Montreal

June 14, 2008
(ye olde 1)

(!)

(ye olde 2)

(marmot!)

(graffiti)

(advertising!)

(squirrel)

(white squirrel!)

(Rue St-Denis)

(Val and Louise-Phillipe picnic atop Mont-Royal)

Montreal is a cool city. In the funky – cosmopolitan – young people – good graffiti – arty – lots going on – kind of way.


Tadoussac

June 11, 2008

We were a couple of weeks too early. There was a lot of snow but no whales… but Tadoussac was still a cool place to visit though. It’s where a big fjord that I can’t pronounce or spell correctly meets the St Laurence so there is a mixture of salt and fresh water, hot and cold, therefore a lot of marine life. Every little cafe / restaurant / souviner shop had pictures of whales and belugas and whatnot on the outside, but that was unfortunately as close as we got to them. (It was the very end of April; if you go there, go at the start of May). We tried to do a bit of walking instead but were lacking those tennis shoes Canadians strap to their feet so it ended in tears pretty quickly…





Driving Quebec City -> Tadoussac

May 20, 2008


I continue my painfully slow slide-show of Quebec adventures with the day and a half we took to get from Quebec city to Tadoussac. We left late one afternoon, drove until nightfall, then slept here:

It was somewhere not far from Baie-St-Paul I think. We ate a picnic dinner in the car and felt a bit sketchy, especially when all the passing cars went past us so slowly. Realised a bit later on that it was because a deer was hanging out on the road just past our car! Next day took it slowly and had plenty of stops to check out the beautiful scenery:


Like this frozen lake! Wow, so Canadian. If only there was a moose, a bear and a beaver playing ice-hockey on it and it would be quintessential aye?

• _DATA_:
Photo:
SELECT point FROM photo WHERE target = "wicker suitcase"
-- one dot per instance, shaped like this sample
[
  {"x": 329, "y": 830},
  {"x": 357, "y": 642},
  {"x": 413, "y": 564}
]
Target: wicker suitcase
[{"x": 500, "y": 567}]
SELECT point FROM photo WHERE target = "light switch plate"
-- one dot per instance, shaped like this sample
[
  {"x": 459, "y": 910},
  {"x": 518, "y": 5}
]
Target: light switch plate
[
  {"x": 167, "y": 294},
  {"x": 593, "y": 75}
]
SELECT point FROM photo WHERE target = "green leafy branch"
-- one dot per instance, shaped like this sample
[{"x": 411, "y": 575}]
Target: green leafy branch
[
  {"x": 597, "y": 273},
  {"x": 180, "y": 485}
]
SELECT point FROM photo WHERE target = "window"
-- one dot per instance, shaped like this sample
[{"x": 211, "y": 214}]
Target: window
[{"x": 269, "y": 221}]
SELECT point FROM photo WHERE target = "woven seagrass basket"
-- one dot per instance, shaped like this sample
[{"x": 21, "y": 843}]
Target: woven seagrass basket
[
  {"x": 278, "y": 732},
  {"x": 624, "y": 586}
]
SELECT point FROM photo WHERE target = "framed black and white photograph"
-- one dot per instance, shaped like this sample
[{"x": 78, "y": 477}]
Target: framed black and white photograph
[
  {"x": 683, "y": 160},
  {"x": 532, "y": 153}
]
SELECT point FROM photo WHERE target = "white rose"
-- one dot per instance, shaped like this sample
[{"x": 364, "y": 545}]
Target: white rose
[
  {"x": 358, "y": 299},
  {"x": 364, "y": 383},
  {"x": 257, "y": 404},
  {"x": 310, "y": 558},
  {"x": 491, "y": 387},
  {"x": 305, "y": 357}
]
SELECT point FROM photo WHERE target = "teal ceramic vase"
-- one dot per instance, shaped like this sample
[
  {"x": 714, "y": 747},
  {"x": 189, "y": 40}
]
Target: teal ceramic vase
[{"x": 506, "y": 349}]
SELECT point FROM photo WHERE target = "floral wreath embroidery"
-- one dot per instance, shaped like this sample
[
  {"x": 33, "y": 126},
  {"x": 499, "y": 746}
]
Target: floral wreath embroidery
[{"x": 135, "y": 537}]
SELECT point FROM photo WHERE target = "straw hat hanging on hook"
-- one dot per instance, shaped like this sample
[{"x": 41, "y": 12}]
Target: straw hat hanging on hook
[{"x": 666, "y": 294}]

• _BRIEF_:
Quote the Quebec travel blog from "It was somewhere" to "be quintessential aye?".

• _RESPONSE TO THE TASK_:
It was somewhere not far from Baie-St-Paul I think. We ate a picnic dinner in the car and felt a bit sketchy, especially when all the passing cars went past us so slowly. Realised a bit later on that it was because a deer was hanging out on the road just past our car! Next day took it slowly and had plenty of stops to check out the beautiful scenery:


Like this frozen lake! Wow, so Canadian. If only there was a moose, a bear and a beaver playing ice-hockey on it and it would be quintessential aye?